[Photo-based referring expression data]
++++++++++
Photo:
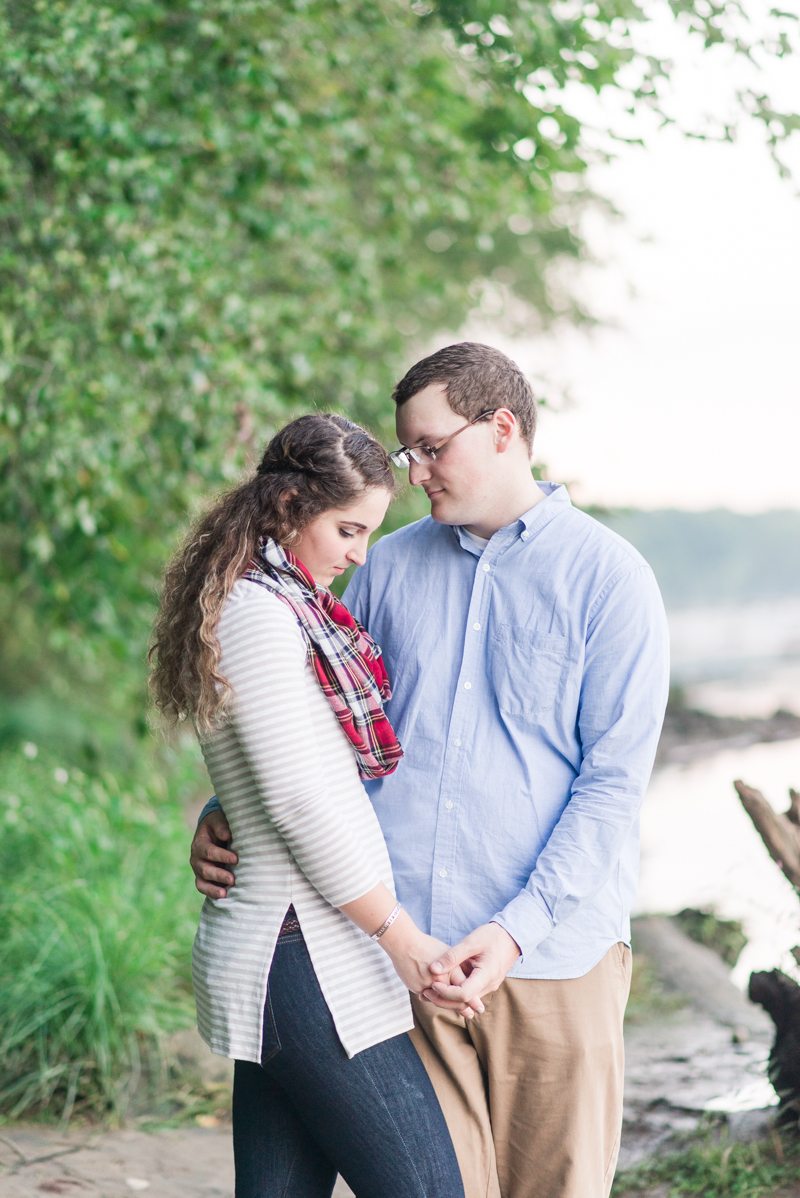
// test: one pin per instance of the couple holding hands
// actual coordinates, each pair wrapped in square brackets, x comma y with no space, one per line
[418,956]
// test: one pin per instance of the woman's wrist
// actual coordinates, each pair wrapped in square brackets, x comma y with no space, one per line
[399,936]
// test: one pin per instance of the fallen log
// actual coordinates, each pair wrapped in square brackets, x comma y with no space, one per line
[776,992]
[780,997]
[780,832]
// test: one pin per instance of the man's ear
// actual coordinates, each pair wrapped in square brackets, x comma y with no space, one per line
[505,429]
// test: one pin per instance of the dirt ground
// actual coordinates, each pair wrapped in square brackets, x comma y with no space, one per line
[193,1162]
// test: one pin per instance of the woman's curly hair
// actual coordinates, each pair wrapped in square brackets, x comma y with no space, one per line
[315,463]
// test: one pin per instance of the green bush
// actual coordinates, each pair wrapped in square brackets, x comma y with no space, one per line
[714,1168]
[98,914]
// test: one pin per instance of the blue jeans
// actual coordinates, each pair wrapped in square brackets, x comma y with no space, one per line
[308,1112]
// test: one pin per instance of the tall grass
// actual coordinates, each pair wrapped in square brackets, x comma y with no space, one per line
[714,1167]
[97,913]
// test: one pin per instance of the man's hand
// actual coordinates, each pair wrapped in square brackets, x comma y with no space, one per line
[208,853]
[485,956]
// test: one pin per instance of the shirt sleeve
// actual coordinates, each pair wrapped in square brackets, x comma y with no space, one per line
[264,659]
[623,699]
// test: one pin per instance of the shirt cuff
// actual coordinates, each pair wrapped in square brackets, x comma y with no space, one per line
[213,804]
[526,921]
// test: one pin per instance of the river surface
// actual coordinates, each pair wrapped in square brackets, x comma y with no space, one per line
[698,845]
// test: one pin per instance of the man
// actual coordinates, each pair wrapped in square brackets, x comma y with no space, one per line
[527,649]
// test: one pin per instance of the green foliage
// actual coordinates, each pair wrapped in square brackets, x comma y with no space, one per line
[722,936]
[98,914]
[648,999]
[714,1168]
[218,213]
[704,557]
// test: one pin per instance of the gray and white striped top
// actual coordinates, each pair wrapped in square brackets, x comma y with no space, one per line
[305,834]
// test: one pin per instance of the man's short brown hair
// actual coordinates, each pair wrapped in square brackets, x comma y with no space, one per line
[477,379]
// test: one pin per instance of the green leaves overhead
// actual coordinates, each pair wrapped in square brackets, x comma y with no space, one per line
[218,215]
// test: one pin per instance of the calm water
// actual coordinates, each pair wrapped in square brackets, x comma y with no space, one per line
[698,846]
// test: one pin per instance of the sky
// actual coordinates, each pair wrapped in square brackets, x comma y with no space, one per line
[689,397]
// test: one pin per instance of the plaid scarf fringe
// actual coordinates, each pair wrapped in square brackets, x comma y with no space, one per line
[346,660]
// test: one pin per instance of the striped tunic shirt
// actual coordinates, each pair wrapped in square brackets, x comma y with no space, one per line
[305,834]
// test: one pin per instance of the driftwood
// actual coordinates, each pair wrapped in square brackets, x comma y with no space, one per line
[777,993]
[780,833]
[780,997]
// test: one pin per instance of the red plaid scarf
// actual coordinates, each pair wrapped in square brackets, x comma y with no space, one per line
[346,660]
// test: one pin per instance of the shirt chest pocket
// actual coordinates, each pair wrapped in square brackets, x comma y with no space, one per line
[527,667]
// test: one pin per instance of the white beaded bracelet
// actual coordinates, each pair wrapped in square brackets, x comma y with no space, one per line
[385,927]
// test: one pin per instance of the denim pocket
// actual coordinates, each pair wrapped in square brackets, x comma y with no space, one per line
[526,669]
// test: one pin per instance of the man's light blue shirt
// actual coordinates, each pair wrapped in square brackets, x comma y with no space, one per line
[528,691]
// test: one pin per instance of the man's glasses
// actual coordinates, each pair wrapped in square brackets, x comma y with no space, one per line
[404,457]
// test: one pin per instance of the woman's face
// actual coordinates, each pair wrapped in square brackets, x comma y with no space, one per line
[339,537]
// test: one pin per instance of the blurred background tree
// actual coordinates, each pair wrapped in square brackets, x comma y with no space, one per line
[219,215]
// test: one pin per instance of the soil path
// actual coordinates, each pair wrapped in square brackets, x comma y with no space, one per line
[177,1163]
[678,1064]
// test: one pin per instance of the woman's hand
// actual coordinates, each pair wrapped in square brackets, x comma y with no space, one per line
[412,953]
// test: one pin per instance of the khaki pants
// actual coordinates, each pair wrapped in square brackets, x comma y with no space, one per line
[532,1090]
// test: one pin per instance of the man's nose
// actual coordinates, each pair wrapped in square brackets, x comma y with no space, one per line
[418,472]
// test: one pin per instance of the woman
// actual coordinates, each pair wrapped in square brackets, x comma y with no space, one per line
[302,972]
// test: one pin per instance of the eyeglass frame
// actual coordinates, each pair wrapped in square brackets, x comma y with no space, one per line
[411,453]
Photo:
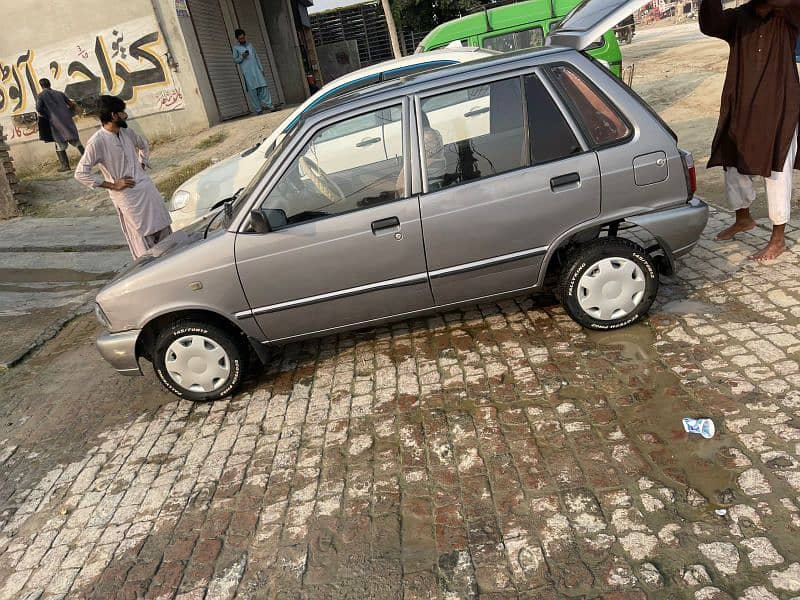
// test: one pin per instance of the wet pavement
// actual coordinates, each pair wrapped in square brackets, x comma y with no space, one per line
[499,451]
[50,270]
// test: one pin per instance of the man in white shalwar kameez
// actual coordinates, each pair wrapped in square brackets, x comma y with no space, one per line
[122,156]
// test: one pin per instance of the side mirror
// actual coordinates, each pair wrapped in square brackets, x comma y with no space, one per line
[259,222]
[268,219]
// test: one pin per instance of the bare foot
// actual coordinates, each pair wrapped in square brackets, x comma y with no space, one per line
[772,251]
[737,227]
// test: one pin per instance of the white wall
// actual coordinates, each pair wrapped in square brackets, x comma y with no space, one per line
[66,20]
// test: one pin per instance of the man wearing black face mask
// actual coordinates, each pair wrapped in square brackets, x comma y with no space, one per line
[757,133]
[122,156]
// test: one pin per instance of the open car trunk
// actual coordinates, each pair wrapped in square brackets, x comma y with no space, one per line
[590,20]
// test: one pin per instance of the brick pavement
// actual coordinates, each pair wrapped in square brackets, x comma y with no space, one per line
[500,451]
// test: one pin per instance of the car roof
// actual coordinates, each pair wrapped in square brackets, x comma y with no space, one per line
[451,54]
[437,58]
[497,59]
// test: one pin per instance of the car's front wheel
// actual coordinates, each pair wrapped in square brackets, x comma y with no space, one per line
[608,284]
[198,361]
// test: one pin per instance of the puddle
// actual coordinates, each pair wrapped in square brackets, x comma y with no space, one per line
[51,276]
[650,403]
[690,307]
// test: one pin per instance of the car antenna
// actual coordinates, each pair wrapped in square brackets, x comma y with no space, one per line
[486,16]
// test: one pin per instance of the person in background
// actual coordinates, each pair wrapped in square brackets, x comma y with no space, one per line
[759,112]
[245,56]
[122,156]
[57,109]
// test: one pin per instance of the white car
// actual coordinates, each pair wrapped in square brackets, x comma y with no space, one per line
[196,196]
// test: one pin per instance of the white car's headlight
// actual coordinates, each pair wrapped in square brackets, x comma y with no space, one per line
[101,316]
[179,200]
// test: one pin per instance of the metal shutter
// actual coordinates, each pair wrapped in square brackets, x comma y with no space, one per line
[212,34]
[249,20]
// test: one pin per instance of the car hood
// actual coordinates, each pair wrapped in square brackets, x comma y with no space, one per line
[178,241]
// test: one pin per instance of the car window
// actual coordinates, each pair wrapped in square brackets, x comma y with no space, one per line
[599,119]
[474,133]
[345,88]
[353,164]
[550,135]
[518,40]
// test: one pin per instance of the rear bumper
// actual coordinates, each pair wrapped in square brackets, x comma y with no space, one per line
[119,350]
[676,229]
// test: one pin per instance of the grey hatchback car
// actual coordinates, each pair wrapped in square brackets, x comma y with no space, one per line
[490,178]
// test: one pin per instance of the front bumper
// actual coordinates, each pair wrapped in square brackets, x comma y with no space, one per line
[677,230]
[119,349]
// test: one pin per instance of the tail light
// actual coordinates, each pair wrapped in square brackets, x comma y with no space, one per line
[691,172]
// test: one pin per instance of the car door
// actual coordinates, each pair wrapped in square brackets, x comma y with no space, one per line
[514,180]
[343,251]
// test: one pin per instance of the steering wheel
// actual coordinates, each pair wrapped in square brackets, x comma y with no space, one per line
[324,184]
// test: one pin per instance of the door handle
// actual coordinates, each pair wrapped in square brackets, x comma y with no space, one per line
[367,142]
[563,181]
[389,223]
[476,111]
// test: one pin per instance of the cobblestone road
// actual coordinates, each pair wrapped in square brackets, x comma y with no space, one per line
[501,452]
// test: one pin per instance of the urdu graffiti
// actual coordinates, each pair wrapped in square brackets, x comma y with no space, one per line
[126,60]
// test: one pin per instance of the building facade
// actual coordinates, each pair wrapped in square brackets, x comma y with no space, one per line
[170,60]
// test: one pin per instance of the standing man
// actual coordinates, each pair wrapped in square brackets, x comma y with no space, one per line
[122,156]
[245,56]
[760,110]
[56,108]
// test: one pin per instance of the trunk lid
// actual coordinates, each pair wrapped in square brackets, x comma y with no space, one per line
[590,20]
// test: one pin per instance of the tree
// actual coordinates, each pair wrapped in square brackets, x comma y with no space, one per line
[424,15]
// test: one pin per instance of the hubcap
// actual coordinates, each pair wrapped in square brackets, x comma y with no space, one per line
[611,288]
[197,363]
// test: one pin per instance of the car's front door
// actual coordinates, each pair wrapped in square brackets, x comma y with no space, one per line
[346,246]
[514,178]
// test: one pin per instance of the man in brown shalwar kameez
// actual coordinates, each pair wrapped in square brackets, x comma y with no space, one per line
[760,110]
[122,156]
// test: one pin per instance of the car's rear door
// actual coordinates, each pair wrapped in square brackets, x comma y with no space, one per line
[517,175]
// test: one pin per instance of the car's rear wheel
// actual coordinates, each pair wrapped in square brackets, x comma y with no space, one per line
[608,284]
[199,362]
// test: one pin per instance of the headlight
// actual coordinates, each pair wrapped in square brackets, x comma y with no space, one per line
[179,200]
[101,316]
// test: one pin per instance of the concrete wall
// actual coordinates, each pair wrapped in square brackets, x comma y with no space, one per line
[8,204]
[27,26]
[285,48]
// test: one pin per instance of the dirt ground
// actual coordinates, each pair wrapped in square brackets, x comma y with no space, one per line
[680,73]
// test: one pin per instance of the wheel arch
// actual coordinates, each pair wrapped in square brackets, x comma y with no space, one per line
[622,226]
[157,323]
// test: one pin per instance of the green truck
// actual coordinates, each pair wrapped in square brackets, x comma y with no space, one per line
[515,27]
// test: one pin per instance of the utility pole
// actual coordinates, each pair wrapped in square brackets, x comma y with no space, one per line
[387,10]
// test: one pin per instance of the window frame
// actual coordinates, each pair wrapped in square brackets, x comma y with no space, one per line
[576,114]
[565,112]
[297,149]
[421,170]
[422,167]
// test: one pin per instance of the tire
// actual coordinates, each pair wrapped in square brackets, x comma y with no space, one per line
[592,268]
[199,362]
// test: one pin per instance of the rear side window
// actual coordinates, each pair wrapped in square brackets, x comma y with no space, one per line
[601,122]
[518,40]
[550,135]
[474,133]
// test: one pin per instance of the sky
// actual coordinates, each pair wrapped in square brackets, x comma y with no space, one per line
[320,5]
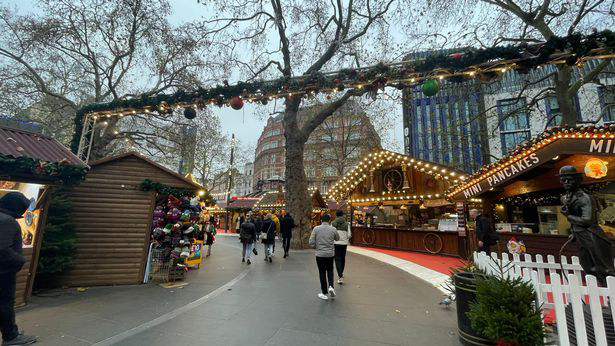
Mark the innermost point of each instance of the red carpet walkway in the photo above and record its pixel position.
(442, 264)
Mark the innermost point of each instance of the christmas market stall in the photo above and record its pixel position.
(398, 202)
(522, 190)
(125, 203)
(32, 164)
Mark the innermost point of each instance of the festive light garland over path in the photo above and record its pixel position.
(485, 64)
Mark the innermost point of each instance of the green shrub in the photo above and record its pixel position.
(505, 311)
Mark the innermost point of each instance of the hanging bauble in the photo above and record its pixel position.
(431, 87)
(236, 103)
(189, 113)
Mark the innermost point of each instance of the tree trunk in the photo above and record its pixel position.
(297, 199)
(564, 99)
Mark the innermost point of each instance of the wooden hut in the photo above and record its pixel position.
(113, 219)
(398, 202)
(31, 163)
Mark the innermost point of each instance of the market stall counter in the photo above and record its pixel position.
(397, 202)
(522, 191)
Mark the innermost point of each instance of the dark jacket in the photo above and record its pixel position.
(485, 231)
(247, 233)
(11, 255)
(269, 228)
(286, 226)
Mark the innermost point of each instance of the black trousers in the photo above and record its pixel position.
(340, 259)
(7, 306)
(286, 244)
(325, 271)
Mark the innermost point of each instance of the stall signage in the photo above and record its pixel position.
(561, 146)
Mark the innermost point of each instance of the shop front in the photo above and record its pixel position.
(398, 202)
(34, 164)
(521, 192)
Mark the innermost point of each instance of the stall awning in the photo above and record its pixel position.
(17, 143)
(542, 151)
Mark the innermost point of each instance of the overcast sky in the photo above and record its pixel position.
(248, 122)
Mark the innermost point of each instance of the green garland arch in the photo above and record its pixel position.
(525, 57)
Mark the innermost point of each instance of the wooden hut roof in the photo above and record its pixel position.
(270, 200)
(382, 158)
(134, 154)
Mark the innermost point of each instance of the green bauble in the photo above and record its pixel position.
(431, 87)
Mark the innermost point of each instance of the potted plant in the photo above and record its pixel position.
(505, 312)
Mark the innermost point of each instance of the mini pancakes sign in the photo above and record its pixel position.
(548, 146)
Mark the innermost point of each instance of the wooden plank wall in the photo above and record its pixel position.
(22, 279)
(113, 220)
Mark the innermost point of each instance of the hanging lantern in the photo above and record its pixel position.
(236, 103)
(431, 87)
(189, 113)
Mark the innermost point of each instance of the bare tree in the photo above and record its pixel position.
(301, 38)
(491, 23)
(85, 51)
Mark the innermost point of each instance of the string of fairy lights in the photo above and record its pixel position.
(523, 151)
(377, 160)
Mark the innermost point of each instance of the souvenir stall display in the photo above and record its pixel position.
(522, 191)
(398, 202)
(174, 235)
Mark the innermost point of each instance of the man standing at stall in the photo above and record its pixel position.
(12, 206)
(485, 231)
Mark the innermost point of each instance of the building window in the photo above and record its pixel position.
(514, 123)
(330, 171)
(607, 102)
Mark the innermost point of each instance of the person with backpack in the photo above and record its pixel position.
(286, 226)
(341, 245)
(322, 239)
(486, 235)
(12, 207)
(247, 236)
(268, 237)
(210, 233)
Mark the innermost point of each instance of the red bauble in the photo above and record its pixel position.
(236, 102)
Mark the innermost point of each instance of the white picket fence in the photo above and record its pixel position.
(553, 292)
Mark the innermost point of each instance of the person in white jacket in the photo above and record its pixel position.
(343, 229)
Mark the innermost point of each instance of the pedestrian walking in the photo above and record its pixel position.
(247, 235)
(268, 237)
(286, 228)
(210, 232)
(485, 231)
(322, 239)
(341, 245)
(12, 206)
(276, 221)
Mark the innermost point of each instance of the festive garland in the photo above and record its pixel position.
(63, 171)
(148, 185)
(574, 47)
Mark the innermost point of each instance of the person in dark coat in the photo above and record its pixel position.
(12, 206)
(210, 232)
(247, 235)
(268, 237)
(485, 231)
(286, 228)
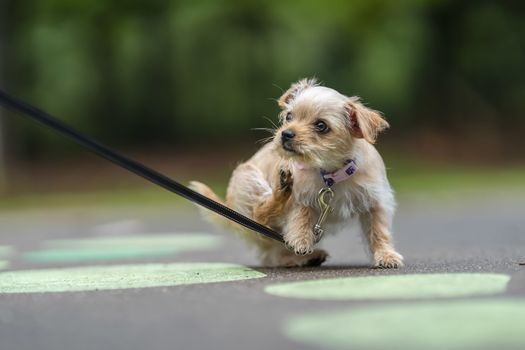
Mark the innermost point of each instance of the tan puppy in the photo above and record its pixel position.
(322, 131)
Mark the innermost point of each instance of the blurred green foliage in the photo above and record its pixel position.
(187, 72)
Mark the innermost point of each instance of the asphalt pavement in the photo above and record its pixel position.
(479, 242)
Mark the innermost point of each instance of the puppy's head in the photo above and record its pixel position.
(320, 125)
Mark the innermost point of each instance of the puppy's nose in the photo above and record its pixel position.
(287, 135)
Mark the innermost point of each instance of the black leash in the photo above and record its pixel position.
(139, 169)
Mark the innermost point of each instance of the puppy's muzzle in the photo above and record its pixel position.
(287, 139)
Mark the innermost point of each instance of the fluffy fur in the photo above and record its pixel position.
(278, 186)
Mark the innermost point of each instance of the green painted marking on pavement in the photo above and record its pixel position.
(116, 248)
(487, 324)
(92, 278)
(412, 286)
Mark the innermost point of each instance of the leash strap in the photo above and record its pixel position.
(139, 169)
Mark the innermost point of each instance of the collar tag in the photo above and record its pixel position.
(340, 175)
(324, 198)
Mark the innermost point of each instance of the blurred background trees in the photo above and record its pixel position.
(181, 73)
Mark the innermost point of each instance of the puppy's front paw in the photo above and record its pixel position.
(388, 259)
(285, 180)
(300, 245)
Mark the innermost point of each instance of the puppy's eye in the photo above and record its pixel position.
(321, 126)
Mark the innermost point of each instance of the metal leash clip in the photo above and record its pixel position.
(324, 198)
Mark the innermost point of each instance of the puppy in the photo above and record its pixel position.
(325, 141)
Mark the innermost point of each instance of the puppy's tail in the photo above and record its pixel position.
(209, 215)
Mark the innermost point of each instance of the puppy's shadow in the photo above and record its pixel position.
(327, 270)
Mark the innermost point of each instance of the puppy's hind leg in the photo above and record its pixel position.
(376, 228)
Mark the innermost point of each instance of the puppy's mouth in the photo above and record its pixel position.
(287, 146)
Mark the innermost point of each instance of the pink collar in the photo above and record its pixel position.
(337, 176)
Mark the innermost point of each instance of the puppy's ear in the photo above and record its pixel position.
(364, 122)
(295, 90)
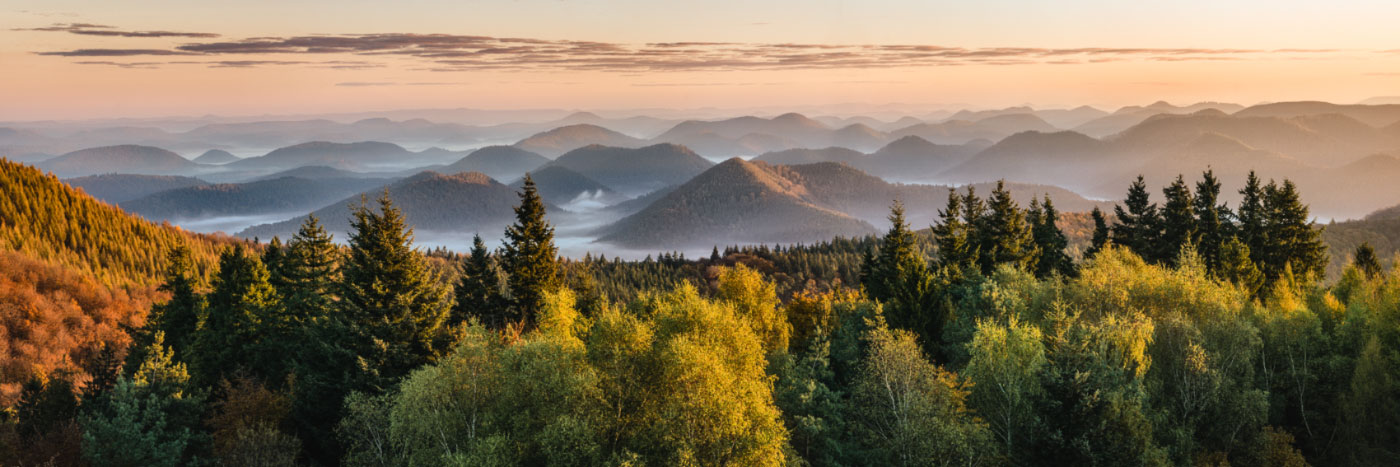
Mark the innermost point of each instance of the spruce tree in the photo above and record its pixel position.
(1178, 221)
(1250, 216)
(242, 306)
(952, 235)
(1004, 236)
(529, 257)
(900, 280)
(1101, 234)
(273, 256)
(1052, 242)
(1365, 260)
(1140, 225)
(1213, 220)
(1236, 266)
(479, 290)
(179, 316)
(310, 273)
(392, 301)
(1291, 241)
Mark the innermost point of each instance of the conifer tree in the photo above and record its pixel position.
(479, 290)
(1238, 267)
(1050, 242)
(1101, 234)
(394, 304)
(273, 259)
(1213, 218)
(310, 271)
(1178, 221)
(1004, 235)
(1140, 225)
(179, 316)
(900, 278)
(1252, 217)
(529, 255)
(242, 308)
(1365, 260)
(1291, 241)
(952, 235)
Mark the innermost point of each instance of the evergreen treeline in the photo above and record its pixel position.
(982, 343)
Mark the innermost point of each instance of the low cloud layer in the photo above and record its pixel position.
(443, 52)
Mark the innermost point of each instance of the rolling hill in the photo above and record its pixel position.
(501, 162)
(116, 188)
(735, 202)
(459, 204)
(366, 155)
(570, 190)
(560, 140)
(273, 196)
(634, 171)
(216, 157)
(128, 158)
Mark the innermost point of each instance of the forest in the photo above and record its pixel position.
(1186, 333)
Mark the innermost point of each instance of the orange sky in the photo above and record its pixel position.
(87, 59)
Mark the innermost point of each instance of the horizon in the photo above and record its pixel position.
(150, 59)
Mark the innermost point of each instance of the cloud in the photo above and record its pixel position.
(100, 30)
(111, 52)
(445, 53)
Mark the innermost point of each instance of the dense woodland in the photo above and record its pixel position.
(1186, 333)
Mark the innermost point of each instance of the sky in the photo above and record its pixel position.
(175, 58)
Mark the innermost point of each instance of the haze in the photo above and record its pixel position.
(136, 59)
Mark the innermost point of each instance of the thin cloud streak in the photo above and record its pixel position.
(101, 30)
(445, 53)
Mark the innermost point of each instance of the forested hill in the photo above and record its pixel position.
(44, 218)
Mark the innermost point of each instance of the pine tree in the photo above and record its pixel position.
(242, 306)
(179, 316)
(392, 301)
(1252, 218)
(1140, 225)
(310, 273)
(529, 255)
(1238, 267)
(900, 278)
(1213, 220)
(1101, 234)
(1004, 235)
(1291, 241)
(1052, 242)
(273, 259)
(1365, 260)
(479, 290)
(952, 235)
(1178, 221)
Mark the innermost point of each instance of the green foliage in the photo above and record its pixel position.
(1005, 369)
(1365, 260)
(242, 306)
(1140, 225)
(1003, 234)
(395, 305)
(1049, 241)
(900, 278)
(1101, 234)
(1178, 221)
(150, 418)
(529, 255)
(479, 292)
(910, 411)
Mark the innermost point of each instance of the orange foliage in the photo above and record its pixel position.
(56, 319)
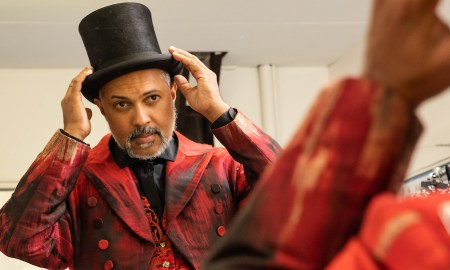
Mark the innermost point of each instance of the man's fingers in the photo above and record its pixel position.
(89, 113)
(182, 84)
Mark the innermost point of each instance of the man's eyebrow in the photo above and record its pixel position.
(118, 97)
(143, 95)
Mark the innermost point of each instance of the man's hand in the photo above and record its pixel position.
(76, 117)
(205, 97)
(408, 49)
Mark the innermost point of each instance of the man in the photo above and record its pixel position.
(145, 197)
(352, 150)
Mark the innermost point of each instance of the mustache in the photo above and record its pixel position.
(145, 131)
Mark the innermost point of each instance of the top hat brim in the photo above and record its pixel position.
(94, 82)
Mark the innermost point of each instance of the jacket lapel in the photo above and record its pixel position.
(118, 188)
(184, 174)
++++++++++
Required work: Search the data for "hair". Copy each line that has it.

Reply to the exercise:
// test: one pin per instance of the woman's curly hair
// test: one pin per instance of the man's short brown hair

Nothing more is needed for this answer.